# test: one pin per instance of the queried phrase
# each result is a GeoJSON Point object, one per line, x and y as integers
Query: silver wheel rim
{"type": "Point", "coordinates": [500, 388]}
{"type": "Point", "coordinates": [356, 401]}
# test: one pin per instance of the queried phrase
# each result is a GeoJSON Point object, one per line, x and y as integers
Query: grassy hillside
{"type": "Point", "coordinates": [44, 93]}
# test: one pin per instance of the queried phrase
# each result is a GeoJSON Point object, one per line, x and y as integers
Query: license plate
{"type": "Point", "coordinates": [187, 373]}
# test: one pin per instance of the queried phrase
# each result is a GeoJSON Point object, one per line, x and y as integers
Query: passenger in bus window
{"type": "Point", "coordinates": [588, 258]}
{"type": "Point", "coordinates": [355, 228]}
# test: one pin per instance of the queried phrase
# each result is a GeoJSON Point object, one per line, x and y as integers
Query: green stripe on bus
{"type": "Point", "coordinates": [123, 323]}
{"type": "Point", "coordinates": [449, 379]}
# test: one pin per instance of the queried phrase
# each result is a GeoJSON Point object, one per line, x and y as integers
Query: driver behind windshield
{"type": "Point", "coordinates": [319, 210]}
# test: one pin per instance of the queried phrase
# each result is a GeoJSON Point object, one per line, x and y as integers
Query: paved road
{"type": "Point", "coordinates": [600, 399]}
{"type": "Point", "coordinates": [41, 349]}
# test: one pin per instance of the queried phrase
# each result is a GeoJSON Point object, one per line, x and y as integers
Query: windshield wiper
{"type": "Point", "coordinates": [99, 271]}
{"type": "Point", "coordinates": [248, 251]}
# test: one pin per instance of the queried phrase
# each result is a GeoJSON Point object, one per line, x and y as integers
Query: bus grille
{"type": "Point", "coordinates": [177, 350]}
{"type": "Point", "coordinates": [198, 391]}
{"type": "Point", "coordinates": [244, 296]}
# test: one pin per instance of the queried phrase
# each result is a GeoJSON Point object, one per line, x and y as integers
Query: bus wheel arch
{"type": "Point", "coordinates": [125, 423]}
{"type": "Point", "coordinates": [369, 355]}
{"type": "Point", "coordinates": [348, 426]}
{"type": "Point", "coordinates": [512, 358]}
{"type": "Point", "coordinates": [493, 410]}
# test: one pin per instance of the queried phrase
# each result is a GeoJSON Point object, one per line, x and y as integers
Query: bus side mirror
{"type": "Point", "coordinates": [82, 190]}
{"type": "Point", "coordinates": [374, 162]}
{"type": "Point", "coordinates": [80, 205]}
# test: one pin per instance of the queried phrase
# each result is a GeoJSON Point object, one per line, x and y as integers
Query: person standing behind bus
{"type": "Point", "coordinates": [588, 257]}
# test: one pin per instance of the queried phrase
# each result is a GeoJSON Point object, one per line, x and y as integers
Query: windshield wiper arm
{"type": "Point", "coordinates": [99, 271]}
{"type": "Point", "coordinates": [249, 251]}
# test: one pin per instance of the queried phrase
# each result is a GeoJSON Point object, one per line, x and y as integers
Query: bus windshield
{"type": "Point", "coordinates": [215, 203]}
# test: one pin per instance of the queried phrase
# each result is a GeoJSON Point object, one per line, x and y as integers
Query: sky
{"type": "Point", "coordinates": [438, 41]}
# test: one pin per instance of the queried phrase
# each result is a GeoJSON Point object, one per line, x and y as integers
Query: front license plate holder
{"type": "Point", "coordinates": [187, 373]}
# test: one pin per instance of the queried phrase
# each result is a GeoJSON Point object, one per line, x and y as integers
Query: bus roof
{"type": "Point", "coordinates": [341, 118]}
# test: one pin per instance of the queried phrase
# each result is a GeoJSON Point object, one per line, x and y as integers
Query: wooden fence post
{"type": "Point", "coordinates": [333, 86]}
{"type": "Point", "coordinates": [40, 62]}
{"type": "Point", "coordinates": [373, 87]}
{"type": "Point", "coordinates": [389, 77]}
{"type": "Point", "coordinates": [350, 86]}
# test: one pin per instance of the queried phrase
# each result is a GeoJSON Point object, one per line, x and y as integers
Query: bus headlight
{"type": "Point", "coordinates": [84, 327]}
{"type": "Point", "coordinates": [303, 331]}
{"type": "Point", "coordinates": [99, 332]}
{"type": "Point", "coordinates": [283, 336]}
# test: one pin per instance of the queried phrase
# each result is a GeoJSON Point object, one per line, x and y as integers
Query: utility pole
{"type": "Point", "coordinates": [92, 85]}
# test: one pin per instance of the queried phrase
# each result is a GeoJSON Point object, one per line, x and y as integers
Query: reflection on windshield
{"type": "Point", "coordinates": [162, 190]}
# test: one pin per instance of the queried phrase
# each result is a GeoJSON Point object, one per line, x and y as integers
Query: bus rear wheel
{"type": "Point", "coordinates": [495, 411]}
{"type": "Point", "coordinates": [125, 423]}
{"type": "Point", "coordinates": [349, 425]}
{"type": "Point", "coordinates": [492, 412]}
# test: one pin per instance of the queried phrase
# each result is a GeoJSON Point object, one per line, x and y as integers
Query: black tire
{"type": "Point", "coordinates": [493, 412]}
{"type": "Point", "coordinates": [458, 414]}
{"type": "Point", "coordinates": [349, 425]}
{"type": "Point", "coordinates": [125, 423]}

**STATED GOAL**: Take the material above and return all of it exactly.

**RESULT OF THIS EXERCISE**:
# test: one pin per instance of the queried phrase
# each result is a GeoJSON Point object, one per line, x and y as integers
Query: silver wheel rim
{"type": "Point", "coordinates": [500, 388]}
{"type": "Point", "coordinates": [356, 401]}
# test: one pin per instance of the queried phrase
# each result is a GeoJSON Point object, one per line, x and y as integers
Query: grassy hillside
{"type": "Point", "coordinates": [44, 93]}
# test: one pin per instance of the queried phrase
# each result is a GeoJSON Point object, one per line, x and y as integers
Query: license plate
{"type": "Point", "coordinates": [187, 373]}
# test: one pin per instance of the queried phrase
# each result is a GeoJSON Point object, one per line, x and y as integers
Query: passenger in bus window
{"type": "Point", "coordinates": [588, 258]}
{"type": "Point", "coordinates": [355, 228]}
# test: one pin per instance of the queried phrase
# each result is a GeoJSON Point object, one per line, x and y as integers
Query: green stripe on bus
{"type": "Point", "coordinates": [123, 323]}
{"type": "Point", "coordinates": [449, 379]}
# test: one pin per instance of the queried phrase
# each result is a GeoJSON Point object, one per line, x and y as integers
Query: driver behind windshield
{"type": "Point", "coordinates": [319, 210]}
# test: one pin per instance of the queried phrase
# each result is a GeoJSON Point object, one per line, x and y as integers
Query: paved road
{"type": "Point", "coordinates": [600, 399]}
{"type": "Point", "coordinates": [41, 349]}
# test: one pin per instance of the queried phrase
# each result is a GeoJSON Point object, one per line, x and y as integers
Query: windshield wiper
{"type": "Point", "coordinates": [99, 271]}
{"type": "Point", "coordinates": [248, 251]}
# test: one pin per instance of the queried phrase
# each result is a GeoJSON Point object, one per line, x and y as integers
Query: bus grille
{"type": "Point", "coordinates": [177, 350]}
{"type": "Point", "coordinates": [198, 391]}
{"type": "Point", "coordinates": [244, 296]}
# test: one pin per instance of the queried phrase
# each result is a GeoJSON Point object, one per line, x and y as integers
Query: bus wheel arch
{"type": "Point", "coordinates": [125, 423]}
{"type": "Point", "coordinates": [369, 355]}
{"type": "Point", "coordinates": [348, 426]}
{"type": "Point", "coordinates": [512, 358]}
{"type": "Point", "coordinates": [493, 410]}
# test: one pin per instance of the queried phrase
# each result is a GeoJSON Point object, one per line, x and y as integers
Query: bus side mirror
{"type": "Point", "coordinates": [82, 190]}
{"type": "Point", "coordinates": [374, 162]}
{"type": "Point", "coordinates": [80, 205]}
# test: one pin per instance of the queried phrase
# each result is a GeoJSON Point object, one per line, x and y as integers
Query: person standing behind bus
{"type": "Point", "coordinates": [588, 257]}
# test: one pin per instance of the queried phrase
# each result is a GeoJSON Point object, one per line, x and y as integers
Query: windshield wiper arm
{"type": "Point", "coordinates": [99, 271]}
{"type": "Point", "coordinates": [249, 251]}
# test: one pin per instance of the queried phrase
# each result is a GeoJSON Point object, one per line, x and y as integers
Query: bus windshield
{"type": "Point", "coordinates": [215, 203]}
# test: one pin per instance of the queried phrase
# each result is a GeoJSON Point object, one per line, x and y as integers
Query: sky
{"type": "Point", "coordinates": [438, 41]}
# test: one pin per instance of the queried phrase
# each result is a GeoJSON Point object, one per line, x and y as integers
Query: front license plate holder
{"type": "Point", "coordinates": [187, 373]}
# test: one pin per instance of the queried phrase
# each result is a GeoJSON Point object, one per line, x and y as integers
Query: bus roof
{"type": "Point", "coordinates": [341, 118]}
# test: one pin per instance of the queried phrase
# each result is a GeoJSON Point object, one per line, x and y as integers
Query: wooden fence post
{"type": "Point", "coordinates": [333, 86]}
{"type": "Point", "coordinates": [40, 62]}
{"type": "Point", "coordinates": [373, 87]}
{"type": "Point", "coordinates": [389, 77]}
{"type": "Point", "coordinates": [350, 86]}
# test: one pin per instance of the queried phrase
# each result is a GeoJSON Point object, one per line, x and y as integers
Query: bus headlight
{"type": "Point", "coordinates": [84, 327]}
{"type": "Point", "coordinates": [303, 331]}
{"type": "Point", "coordinates": [99, 332]}
{"type": "Point", "coordinates": [283, 336]}
# test: one pin per instance of the queried phrase
# each result is a GeoJSON Point object, one per line, x and y as integers
Query: utility pole
{"type": "Point", "coordinates": [92, 85]}
# test: one pin per instance of the queried phrase
# each result is a GeoJSON Point object, one per line, x and y as integers
Query: reflection on windshield
{"type": "Point", "coordinates": [162, 190]}
# test: one pin per instance of the queried phrase
# each result is a GeoJSON Point object, one per line, x and y as integers
Query: bus rear wheel
{"type": "Point", "coordinates": [495, 411]}
{"type": "Point", "coordinates": [125, 423]}
{"type": "Point", "coordinates": [349, 425]}
{"type": "Point", "coordinates": [492, 412]}
# test: one pin per instance of the queried phrase
# each result is a GeoJSON Point object, one per line, x and y as integers
Query: black tire
{"type": "Point", "coordinates": [493, 412]}
{"type": "Point", "coordinates": [458, 414]}
{"type": "Point", "coordinates": [349, 425]}
{"type": "Point", "coordinates": [125, 423]}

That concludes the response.